§ **Stored entries**

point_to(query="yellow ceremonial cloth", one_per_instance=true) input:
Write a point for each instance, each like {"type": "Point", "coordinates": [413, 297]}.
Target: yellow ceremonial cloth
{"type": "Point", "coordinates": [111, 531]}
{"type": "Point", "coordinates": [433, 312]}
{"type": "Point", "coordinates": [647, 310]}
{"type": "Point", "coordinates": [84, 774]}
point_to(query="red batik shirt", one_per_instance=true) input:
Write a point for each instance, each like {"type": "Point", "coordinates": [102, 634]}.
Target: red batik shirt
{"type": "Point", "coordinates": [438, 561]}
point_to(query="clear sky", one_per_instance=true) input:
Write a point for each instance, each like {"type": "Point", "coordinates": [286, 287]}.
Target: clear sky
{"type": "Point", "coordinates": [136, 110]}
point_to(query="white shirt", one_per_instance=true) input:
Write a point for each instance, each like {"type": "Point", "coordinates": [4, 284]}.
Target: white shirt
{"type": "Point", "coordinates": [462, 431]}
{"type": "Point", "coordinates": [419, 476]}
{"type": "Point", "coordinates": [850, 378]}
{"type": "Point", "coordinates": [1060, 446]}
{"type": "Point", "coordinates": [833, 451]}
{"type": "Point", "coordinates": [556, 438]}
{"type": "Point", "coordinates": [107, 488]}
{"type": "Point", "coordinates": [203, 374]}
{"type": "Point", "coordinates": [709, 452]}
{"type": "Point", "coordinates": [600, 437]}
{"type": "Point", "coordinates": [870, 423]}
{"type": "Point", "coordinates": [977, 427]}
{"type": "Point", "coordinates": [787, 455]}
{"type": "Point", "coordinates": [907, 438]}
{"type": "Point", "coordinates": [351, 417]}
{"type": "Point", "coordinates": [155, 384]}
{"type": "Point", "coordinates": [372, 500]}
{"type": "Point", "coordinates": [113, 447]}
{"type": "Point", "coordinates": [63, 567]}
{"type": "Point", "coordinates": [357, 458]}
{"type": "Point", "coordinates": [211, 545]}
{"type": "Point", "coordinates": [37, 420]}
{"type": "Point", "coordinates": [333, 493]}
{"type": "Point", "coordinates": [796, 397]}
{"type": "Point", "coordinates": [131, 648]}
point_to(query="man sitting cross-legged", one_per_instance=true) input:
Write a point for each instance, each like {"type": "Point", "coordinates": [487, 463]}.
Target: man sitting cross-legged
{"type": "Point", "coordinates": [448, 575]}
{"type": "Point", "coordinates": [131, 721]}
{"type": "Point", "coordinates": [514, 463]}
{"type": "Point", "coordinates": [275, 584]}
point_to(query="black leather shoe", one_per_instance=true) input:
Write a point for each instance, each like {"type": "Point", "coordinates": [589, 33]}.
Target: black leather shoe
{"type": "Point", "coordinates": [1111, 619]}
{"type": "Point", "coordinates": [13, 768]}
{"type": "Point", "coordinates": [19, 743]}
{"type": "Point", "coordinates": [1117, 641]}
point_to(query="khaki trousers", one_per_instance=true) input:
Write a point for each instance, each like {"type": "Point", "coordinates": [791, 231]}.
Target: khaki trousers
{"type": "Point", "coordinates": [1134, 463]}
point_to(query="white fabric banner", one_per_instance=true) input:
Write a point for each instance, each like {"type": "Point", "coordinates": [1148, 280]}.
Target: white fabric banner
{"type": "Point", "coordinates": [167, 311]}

§ **Goal**
Transcribe all entries exactly as they are given.

§ **Written solution**
point_to(query="yellow ceremonial cloth", one_per_instance=true) input:
Write a point for each instance, each like {"type": "Point", "coordinates": [413, 297]}.
Target: yellow ceremonial cloth
{"type": "Point", "coordinates": [111, 531]}
{"type": "Point", "coordinates": [433, 312]}
{"type": "Point", "coordinates": [647, 310]}
{"type": "Point", "coordinates": [84, 774]}
point_to(query="red batik shirt", one_per_instance=true) input:
Write a point for each instance, each like {"type": "Point", "coordinates": [102, 634]}.
Target: red batik shirt
{"type": "Point", "coordinates": [438, 561]}
point_to(query="clear sky", one_per_instance=true) input:
Write a point for each instance, each like {"type": "Point", "coordinates": [286, 287]}.
Target: clear sky
{"type": "Point", "coordinates": [136, 110]}
point_to(query="white shirt", one_per_instance=true) input:
Write a point for each instance, each like {"type": "Point", "coordinates": [4, 284]}.
Target: white shirt
{"type": "Point", "coordinates": [462, 431]}
{"type": "Point", "coordinates": [419, 476]}
{"type": "Point", "coordinates": [850, 378]}
{"type": "Point", "coordinates": [1060, 446]}
{"type": "Point", "coordinates": [833, 451]}
{"type": "Point", "coordinates": [556, 438]}
{"type": "Point", "coordinates": [107, 488]}
{"type": "Point", "coordinates": [203, 374]}
{"type": "Point", "coordinates": [709, 452]}
{"type": "Point", "coordinates": [600, 437]}
{"type": "Point", "coordinates": [870, 423]}
{"type": "Point", "coordinates": [977, 427]}
{"type": "Point", "coordinates": [787, 455]}
{"type": "Point", "coordinates": [907, 438]}
{"type": "Point", "coordinates": [351, 417]}
{"type": "Point", "coordinates": [155, 384]}
{"type": "Point", "coordinates": [372, 500]}
{"type": "Point", "coordinates": [113, 447]}
{"type": "Point", "coordinates": [63, 567]}
{"type": "Point", "coordinates": [357, 458]}
{"type": "Point", "coordinates": [211, 545]}
{"type": "Point", "coordinates": [37, 420]}
{"type": "Point", "coordinates": [333, 493]}
{"type": "Point", "coordinates": [796, 397]}
{"type": "Point", "coordinates": [131, 648]}
point_to(query="man sitting cross-legged", one_per_instance=true) input:
Write a point for each instance, each like {"type": "Point", "coordinates": [487, 463]}.
Target: man sitting cross-legged
{"type": "Point", "coordinates": [448, 575]}
{"type": "Point", "coordinates": [131, 721]}
{"type": "Point", "coordinates": [514, 463]}
{"type": "Point", "coordinates": [275, 584]}
point_to(query="black leather shoe", one_per_instance=true) input:
Write a point for each instance, each like {"type": "Point", "coordinates": [589, 33]}.
Target: black leather shoe
{"type": "Point", "coordinates": [1111, 619]}
{"type": "Point", "coordinates": [13, 768]}
{"type": "Point", "coordinates": [19, 743]}
{"type": "Point", "coordinates": [1117, 641]}
point_to(query="khaki trousers", one_per_instance=true) input:
Write a point for each instance, each like {"type": "Point", "coordinates": [791, 231]}.
Target: khaki trousers
{"type": "Point", "coordinates": [1134, 463]}
point_to(query="white fabric banner", one_per_instance=true) input:
Write a point for each instance, each like {"type": "Point", "coordinates": [1148, 280]}.
Target: white fabric banner
{"type": "Point", "coordinates": [167, 311]}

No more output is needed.